Directions
Every line below from the one containing "Target: drumstick tip" to the final line must be reproduced exactly, and no other line may appear in the answer.

====

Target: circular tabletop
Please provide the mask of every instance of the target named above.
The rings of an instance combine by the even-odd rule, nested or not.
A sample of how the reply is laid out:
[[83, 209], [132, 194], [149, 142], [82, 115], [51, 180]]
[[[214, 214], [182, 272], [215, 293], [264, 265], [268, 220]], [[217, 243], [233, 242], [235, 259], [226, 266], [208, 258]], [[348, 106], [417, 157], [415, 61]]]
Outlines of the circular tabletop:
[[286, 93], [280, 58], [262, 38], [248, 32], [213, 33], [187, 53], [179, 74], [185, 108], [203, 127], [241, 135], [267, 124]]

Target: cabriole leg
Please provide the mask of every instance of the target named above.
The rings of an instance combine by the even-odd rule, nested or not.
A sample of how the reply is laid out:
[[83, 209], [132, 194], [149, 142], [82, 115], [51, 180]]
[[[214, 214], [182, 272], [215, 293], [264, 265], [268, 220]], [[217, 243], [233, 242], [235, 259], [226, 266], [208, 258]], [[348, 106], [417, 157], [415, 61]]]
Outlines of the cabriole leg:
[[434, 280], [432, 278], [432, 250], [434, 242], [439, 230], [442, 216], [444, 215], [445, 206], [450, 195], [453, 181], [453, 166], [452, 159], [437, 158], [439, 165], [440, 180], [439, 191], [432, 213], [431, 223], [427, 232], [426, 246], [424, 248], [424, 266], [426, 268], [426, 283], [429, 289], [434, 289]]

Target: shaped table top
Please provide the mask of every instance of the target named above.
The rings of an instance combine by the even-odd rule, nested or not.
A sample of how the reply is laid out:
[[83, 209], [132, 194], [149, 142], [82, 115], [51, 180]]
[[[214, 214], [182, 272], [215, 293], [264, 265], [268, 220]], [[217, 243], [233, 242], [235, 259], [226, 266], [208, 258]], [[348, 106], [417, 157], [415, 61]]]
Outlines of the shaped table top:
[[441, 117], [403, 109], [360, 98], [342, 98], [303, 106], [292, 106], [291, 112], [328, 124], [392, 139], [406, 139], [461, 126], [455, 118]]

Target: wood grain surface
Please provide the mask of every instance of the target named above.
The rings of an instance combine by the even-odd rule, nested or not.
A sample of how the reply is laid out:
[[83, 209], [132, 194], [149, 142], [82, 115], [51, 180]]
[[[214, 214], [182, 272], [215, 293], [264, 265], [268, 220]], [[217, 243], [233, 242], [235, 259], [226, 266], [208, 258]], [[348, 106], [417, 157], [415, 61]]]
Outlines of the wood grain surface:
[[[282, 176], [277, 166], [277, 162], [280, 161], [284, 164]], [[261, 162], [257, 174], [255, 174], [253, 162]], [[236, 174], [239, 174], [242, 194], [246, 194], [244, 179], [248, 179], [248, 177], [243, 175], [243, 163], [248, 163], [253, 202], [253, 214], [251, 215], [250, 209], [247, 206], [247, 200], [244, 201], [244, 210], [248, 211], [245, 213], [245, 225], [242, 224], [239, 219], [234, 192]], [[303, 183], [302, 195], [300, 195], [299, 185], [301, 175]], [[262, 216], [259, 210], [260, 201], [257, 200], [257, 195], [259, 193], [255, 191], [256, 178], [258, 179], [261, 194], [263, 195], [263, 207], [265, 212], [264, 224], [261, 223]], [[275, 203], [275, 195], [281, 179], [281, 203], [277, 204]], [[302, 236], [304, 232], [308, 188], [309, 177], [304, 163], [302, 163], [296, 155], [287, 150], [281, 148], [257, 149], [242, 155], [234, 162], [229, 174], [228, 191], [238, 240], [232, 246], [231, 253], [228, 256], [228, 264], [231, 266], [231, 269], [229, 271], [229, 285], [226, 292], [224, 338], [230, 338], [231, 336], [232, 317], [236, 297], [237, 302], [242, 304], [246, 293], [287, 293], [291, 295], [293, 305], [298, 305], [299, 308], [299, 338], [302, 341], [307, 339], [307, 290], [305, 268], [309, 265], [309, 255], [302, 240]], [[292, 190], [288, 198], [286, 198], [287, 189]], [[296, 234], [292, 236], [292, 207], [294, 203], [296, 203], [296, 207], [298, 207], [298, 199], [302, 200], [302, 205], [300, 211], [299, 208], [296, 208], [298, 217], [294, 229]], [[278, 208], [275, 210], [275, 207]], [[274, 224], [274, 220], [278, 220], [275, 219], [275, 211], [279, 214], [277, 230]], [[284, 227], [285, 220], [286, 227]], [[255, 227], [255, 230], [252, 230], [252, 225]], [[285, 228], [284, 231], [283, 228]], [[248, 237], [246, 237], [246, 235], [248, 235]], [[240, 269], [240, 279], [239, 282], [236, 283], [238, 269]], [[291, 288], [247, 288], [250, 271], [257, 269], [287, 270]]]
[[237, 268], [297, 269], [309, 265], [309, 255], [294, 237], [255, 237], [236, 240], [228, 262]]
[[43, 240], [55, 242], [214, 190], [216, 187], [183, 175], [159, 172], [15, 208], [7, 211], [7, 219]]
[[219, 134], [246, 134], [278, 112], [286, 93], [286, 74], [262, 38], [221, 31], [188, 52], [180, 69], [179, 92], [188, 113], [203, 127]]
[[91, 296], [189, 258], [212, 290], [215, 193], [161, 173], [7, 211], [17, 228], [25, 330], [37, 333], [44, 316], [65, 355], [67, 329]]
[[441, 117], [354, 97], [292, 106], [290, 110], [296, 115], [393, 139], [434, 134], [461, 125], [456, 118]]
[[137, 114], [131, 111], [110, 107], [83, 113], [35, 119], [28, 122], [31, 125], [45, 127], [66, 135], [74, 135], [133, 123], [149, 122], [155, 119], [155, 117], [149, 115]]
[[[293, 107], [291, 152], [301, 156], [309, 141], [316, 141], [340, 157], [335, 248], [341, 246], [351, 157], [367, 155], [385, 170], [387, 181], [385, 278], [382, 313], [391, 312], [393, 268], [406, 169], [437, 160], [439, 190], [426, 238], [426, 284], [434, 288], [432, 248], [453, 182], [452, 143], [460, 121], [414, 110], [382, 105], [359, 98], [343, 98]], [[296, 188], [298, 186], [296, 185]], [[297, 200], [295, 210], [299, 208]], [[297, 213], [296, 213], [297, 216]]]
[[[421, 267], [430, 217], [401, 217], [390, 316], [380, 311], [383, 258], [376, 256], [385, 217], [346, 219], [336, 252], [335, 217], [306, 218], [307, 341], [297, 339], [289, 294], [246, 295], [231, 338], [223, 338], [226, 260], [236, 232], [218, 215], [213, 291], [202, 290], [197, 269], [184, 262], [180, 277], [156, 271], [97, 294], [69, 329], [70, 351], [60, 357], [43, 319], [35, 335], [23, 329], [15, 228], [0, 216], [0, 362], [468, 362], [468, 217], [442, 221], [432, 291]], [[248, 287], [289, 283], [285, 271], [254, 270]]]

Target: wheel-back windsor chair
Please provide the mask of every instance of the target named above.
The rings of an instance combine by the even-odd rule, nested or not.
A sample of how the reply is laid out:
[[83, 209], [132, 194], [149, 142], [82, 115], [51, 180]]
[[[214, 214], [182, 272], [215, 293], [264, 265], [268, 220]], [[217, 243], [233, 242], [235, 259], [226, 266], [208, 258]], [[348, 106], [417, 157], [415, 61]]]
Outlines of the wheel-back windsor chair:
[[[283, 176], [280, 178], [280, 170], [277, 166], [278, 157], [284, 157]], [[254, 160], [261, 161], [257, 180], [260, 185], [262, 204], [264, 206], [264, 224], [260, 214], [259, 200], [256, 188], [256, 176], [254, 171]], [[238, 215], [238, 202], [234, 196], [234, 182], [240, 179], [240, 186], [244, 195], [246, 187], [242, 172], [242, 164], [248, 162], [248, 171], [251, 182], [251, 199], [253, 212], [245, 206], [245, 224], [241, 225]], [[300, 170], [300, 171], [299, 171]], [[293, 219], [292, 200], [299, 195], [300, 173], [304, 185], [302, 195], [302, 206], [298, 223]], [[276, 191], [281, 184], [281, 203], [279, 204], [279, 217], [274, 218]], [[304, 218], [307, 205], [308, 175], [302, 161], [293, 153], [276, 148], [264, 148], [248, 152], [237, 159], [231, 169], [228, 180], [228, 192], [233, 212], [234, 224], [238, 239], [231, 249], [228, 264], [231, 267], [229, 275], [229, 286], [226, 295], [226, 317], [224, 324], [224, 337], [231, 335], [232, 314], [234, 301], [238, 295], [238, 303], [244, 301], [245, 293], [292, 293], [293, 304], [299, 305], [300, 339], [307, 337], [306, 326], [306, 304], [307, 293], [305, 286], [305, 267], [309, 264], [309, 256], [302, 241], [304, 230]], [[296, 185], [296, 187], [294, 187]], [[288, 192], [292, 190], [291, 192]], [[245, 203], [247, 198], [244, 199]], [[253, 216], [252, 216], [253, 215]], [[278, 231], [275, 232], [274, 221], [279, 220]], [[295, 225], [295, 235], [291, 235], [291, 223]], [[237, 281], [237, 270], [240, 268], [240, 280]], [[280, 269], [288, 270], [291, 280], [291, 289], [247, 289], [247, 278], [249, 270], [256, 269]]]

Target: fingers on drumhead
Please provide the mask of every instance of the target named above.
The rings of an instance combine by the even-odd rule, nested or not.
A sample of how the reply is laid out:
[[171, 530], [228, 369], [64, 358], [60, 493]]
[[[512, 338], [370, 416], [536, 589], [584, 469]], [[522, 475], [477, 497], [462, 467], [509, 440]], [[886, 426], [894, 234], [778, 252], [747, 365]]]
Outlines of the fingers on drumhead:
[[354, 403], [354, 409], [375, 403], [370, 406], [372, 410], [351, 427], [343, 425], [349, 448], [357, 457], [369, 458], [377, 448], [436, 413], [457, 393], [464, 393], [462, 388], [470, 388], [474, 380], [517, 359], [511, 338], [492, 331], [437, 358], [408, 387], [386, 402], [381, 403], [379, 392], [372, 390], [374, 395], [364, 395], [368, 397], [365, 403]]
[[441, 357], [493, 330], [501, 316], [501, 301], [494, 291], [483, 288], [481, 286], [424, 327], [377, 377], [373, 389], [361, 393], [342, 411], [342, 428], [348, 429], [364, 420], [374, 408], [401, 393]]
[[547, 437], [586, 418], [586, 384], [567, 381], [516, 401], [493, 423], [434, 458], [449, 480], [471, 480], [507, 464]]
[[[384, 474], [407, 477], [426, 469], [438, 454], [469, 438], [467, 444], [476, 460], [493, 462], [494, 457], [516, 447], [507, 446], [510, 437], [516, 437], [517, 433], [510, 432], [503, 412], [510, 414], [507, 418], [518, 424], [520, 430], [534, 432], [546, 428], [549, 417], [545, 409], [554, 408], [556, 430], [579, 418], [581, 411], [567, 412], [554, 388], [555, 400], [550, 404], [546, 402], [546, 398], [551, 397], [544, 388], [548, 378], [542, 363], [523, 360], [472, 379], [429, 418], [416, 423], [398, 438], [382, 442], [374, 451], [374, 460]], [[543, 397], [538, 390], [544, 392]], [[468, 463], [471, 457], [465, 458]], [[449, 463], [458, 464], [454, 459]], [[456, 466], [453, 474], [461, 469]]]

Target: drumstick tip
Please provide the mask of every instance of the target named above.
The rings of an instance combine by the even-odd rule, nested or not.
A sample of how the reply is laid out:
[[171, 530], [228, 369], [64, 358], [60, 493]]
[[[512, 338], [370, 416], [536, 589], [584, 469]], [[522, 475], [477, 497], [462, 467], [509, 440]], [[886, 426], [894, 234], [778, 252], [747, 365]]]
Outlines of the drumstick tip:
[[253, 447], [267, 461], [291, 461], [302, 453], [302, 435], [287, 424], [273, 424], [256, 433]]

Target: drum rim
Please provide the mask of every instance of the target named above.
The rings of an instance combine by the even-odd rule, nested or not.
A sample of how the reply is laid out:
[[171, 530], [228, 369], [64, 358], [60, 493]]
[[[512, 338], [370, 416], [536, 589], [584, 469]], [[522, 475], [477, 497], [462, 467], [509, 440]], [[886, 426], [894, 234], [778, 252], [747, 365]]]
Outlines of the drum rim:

====

Output
Target: drumstick tip
Please provide the mask of every instance of the target named above.
The rings of an instance combine by the even-odd rule, nested or not.
A sample of how the reply is laid out:
[[171, 530], [228, 369], [64, 358], [60, 493]]
[[[512, 338], [370, 416], [536, 589], [584, 469]], [[522, 475], [477, 497], [462, 467], [509, 440]], [[886, 426], [894, 234], [778, 252], [747, 365]]]
Outlines of the drumstick tip:
[[253, 447], [267, 461], [291, 461], [302, 453], [302, 435], [287, 424], [273, 424], [256, 433]]

Target: drum rim
Please provide the mask of every instance of the target named above.
The rings of an instance combine by the even-odd rule, nested or not.
A sample of how the reply is laid out:
[[171, 530], [228, 369], [64, 358], [60, 493]]
[[[512, 338], [370, 416], [536, 589], [584, 469]], [[522, 475], [477, 497], [462, 467], [509, 440]], [[886, 426], [894, 234], [778, 252], [747, 365]]]
Outlines of the drum rim:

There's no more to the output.